▶ WRITTEN EXERCISE: Check each statement against the text on the Jarabulus electoral district. Answer yes or no and quote the words of the text that decide it. 1. The Ayn al-Arab electoral district was carved out of Jarabulus in 1943. 2. Under the 1928 system, all citizens over 21, men and women alike, chose the secondary electors. 3. The 1928 electoral law was issued by arrêté No. 1889 of High Commissioner Ponsot.

▶ TEXT SECTION:
"""
Former electoral district
- Created: 1928
- Abolished: 1963
- Seats: List 1 (1928–1936; 1943–1961); 2 (1936–1943);
- Replaced by: Districts of Aleppo Governorate

= Jarabulus (Chamber of Deputies electoral district) =

Former electoral district of Syria's national legislature

Jarabulus (جرابلس) was an electoral district used to elect members of the Syrian Chamber of Deputies between 1928 and 1963. The Ayn al-Arab electoral district was created from Jarabulus in 1943.
==Electoral system==

Under the 1928 electoral system, Syria adopted its first formal electoral law after the Ottoman period and under the French Mandate. Promulgated by arrêté No. 1889 of High Commissioner Ponsot, the system created a two-tier indirect electoral system. Male citizens over the age of 21 would elect secondary electors, at a ratio of one elector per hundred first-tier voters, who would then elect members of parliament. The number of seats was determined before every election based on the proportional population size of each electoral district, with seats allocated across religious communities according to their numerical share. The system was criticised for entrenching the influence of local notables, elites, and landowners, with limited direct popular participation.
"""
▶ DATA EXCERPTS:
"""
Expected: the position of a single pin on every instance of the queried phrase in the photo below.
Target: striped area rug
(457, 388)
"""
"""
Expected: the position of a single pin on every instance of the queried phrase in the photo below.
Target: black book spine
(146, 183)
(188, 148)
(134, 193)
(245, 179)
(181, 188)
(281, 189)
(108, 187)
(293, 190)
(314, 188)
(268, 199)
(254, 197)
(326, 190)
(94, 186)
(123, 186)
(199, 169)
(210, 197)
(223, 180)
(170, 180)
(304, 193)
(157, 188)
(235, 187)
"""
"""
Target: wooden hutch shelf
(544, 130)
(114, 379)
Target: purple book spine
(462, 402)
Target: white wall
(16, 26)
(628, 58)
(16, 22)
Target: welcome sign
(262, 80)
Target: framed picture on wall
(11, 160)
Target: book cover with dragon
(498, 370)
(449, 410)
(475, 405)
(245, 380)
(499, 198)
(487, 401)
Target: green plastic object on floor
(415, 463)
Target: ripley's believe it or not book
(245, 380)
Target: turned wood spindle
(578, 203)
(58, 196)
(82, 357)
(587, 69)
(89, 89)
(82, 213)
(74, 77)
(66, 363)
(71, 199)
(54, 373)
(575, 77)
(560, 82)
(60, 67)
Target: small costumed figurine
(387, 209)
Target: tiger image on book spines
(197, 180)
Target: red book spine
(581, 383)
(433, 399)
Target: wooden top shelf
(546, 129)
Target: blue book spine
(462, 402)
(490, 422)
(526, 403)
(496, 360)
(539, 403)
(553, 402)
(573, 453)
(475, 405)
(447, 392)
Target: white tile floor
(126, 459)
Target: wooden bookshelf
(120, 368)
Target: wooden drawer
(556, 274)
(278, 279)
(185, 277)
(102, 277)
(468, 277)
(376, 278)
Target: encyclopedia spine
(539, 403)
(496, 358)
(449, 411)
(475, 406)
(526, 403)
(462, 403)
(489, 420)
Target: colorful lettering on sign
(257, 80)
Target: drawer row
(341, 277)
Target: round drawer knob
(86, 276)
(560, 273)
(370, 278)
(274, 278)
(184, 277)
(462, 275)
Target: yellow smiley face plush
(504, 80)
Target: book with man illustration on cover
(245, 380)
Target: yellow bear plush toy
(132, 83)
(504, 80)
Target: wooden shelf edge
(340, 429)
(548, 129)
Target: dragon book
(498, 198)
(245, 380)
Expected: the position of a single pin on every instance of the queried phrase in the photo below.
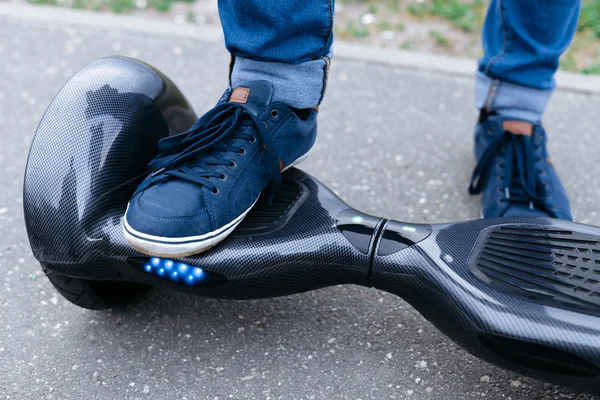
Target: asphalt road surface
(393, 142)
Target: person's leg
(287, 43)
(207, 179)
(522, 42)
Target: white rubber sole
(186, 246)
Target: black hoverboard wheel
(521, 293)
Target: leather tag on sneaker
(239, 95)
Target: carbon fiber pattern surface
"""
▶ SOLUTION:
1. Yes: "The Ayn al-Arab electoral district was created from Jarabulus in 1943."
2. No: "Male citizens over the age of 21 would elect secondary electors"
3. Yes: "Promulgated by arrêté No. 1889 of High Commissioner Ponsot"